-- PROBLEM DESCRIPTION --
Go through the entries below and print each one exactly, leaving out pictures.

-- LISTED ENTRIES --
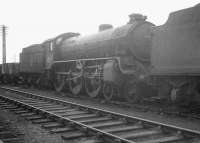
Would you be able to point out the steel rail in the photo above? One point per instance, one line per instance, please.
(100, 133)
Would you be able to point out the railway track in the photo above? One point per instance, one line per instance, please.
(8, 134)
(74, 121)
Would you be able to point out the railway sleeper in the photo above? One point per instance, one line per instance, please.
(42, 121)
(61, 129)
(73, 135)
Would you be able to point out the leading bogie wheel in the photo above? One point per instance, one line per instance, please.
(59, 82)
(92, 87)
(76, 85)
(108, 91)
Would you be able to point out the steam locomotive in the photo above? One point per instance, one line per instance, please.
(135, 61)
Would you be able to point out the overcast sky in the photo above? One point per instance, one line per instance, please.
(33, 21)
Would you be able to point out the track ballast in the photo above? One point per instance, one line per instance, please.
(74, 121)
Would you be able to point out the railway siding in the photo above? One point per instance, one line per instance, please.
(93, 122)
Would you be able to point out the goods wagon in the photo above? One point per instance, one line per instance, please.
(10, 73)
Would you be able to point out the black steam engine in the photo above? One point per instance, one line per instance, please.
(136, 61)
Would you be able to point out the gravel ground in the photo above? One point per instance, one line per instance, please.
(32, 133)
(193, 124)
(188, 123)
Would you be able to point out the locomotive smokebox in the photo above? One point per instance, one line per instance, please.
(103, 27)
(136, 17)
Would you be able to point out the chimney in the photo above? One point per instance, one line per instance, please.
(136, 17)
(103, 27)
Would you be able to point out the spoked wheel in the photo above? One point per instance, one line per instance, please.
(76, 85)
(108, 91)
(59, 82)
(92, 87)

-- WORKED SOLUTION --
Would you be able to point out the steel rail in the photo above? One point per instance, one line per instance, please.
(100, 133)
Would you be able to point out the railway track in the photo above? One point per instance, one line per instance, please.
(8, 134)
(74, 121)
Would you be able to point out the railway sleeper in the photo above? One point per instance, one line per instance, please.
(42, 121)
(61, 129)
(73, 135)
Would you be able to point out the leading bogie wheel in the photo above? One point per instance, one line per instance, please.
(59, 82)
(92, 87)
(76, 85)
(108, 91)
Would you be able to point out the steam locomotive in the photo above? One point per instance, one line per instance, please.
(135, 61)
Would you be able to point out the overcast sky in the photo above? One point per instance, one line per instance, please.
(33, 21)
Would you be able to point out the track ballast in the photo above? One point per instance, one line per instance, please.
(74, 121)
Would you be able to point out the railway siding in the photo above? One point per instance, one line per instance, please.
(93, 122)
Would you be able to point out the goods wagon in the photo above? One point per instance, one line per instance, please.
(10, 73)
Would you be able to point out the black steam engine in the photo above? One point per instance, one line per instance, please.
(136, 61)
Would you be able to point out the gravel ground in the photo above? One point per instance, one line per instance, please.
(32, 133)
(193, 124)
(188, 123)
Would you be able to point out the locomotive smokebox in the photo above? One point per instance, one line per instance, please.
(103, 27)
(136, 17)
Would you be able to point out the chimney in the photo above? One point per instance, one line per instance, please.
(136, 17)
(103, 27)
Would you be able to point out the spoked wheel in the photo above? One point per instance, one line per instance, please.
(76, 85)
(108, 91)
(59, 82)
(92, 87)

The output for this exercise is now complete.